→ **SELECTED TEXT**
○ ○ ○

To minimize the variance of the resulting particle weight, we take the posterior distribution \(p(z_n|z_{1:n-1},y_{1:n}, t_{1:n})\) as the proposal distribution \(q(\cdot)\). Then, given the weight of particle \(c\) at time-stamp \(n-1\), i.e. \(\phi _{n-1}^c\), the unnormalized weight \(\phi _n^c\) can be recursively updated by

\begin{equation} \phi _n^c = \phi _{n-1}^c \cdot p(y_n|z_n^c, y_{1:n-1}). \end{equation}

(21)

Updating Triggering Kernel. Updating Triggering Kernel. For a stream of activities \((t_1, y_1), \dots , (t_{n}, y_{n})\), with current user activity \((t_n, y_n)\), time parameter \(\boldsymbol {\alpha }_{z_n}\) should be updated before the next activity is coming. Following the work in [5], a set of samples \(\boldsymbol {\alpha }\) are drawn from a Dirichlet distribution, \(\lbrace \boldsymbol {\alpha }_{z_n}^i\rbrace _{i=1}^N \sim Dir(\alpha ^{\prime }_1,\alpha ^{\prime }_2,\dots , \alpha ^{\prime }_L)\), where \(N\) is the sampling size, and these \(\boldsymbol {\alpha }\)s are used to obtain an estimation of the time parameter via maximizing the likelihood of activity streaming in terms of time information (Equation (5)).

Algorithm 2 shows the sequential Monte Carlo framework for mode sampling and triggering kernel updating. Line 1 initializes the particles and, for one specific activity, lines 3–9 iterate all particles to sample the mode and update the time parameter: line 5 is for the mode sampling, line 6 aims to trigger kernel updating, and line 7 is to update particle weights. In addition, lines 11–13 show the rules for particle resampling after the particle weight normalization (line 10). The Algorithm 2 preserves complexity of O(\(\mathcal {C}\)) [22].

○ ○ ○

→ **DATA SECTION**
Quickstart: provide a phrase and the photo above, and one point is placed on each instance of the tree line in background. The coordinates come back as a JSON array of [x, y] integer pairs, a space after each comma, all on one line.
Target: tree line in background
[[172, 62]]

○ ○ ○

→ **GIVEN PROBLEM**
In the text on sequential Monte Carlo sampling, render the following sentence in German: "Algorithm 2 shows the sequential Monte Carlo framework for mode sampling and triggering kernel updating."

→ **WRITTEN SOLUTION**
Algorithmus 2 zeigt das sequenzielle Monte-Carlo-Framework für die Stichprobenziehung des Modus und die Aktualisierung des Triggering-Kernels.